WORK TO DO: The records that follow are to be transcribed in full, without their images.

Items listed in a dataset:
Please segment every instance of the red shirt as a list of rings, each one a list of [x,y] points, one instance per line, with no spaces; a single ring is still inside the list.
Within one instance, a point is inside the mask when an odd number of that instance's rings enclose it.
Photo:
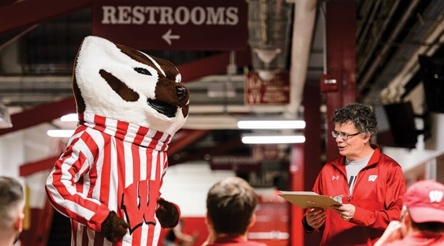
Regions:
[[[387,246],[444,246],[444,235],[433,232],[419,232],[392,243]]]
[[[222,237],[219,238],[212,243],[207,245],[207,246],[266,246],[267,245],[262,243],[258,243],[254,241],[245,240],[241,237],[230,238],[229,237]]]
[[[326,164],[316,179],[313,191],[331,196],[343,195],[342,203],[356,207],[350,221],[342,219],[333,210],[326,210],[321,245],[367,245],[382,235],[389,222],[398,219],[406,193],[401,167],[394,160],[374,152],[369,163],[358,174],[353,193],[349,194],[345,157]],[[304,225],[307,231],[309,229]]]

ANSWER:
Please segment every instance of the red shirt as a list of rings, each one a list of [x,y] points, one instance per line, with no spaces; a single ring is still inside the list.
Within one instance, a point is inside the mask when an odd number of that instance's rings enclose it.
Photo:
Regions:
[[[387,246],[444,246],[444,235],[433,232],[419,232],[392,243]]]
[[[222,237],[219,238],[212,243],[207,245],[207,246],[266,246],[267,245],[262,243],[258,243],[254,241],[245,240],[241,237],[230,238],[229,237]]]
[[[326,164],[316,179],[313,191],[331,196],[343,195],[342,203],[356,207],[350,221],[342,219],[333,210],[326,210],[321,245],[367,245],[382,235],[389,222],[398,219],[406,193],[401,167],[394,160],[374,152],[369,163],[358,174],[353,193],[349,194],[345,157]],[[304,225],[307,231],[309,229]]]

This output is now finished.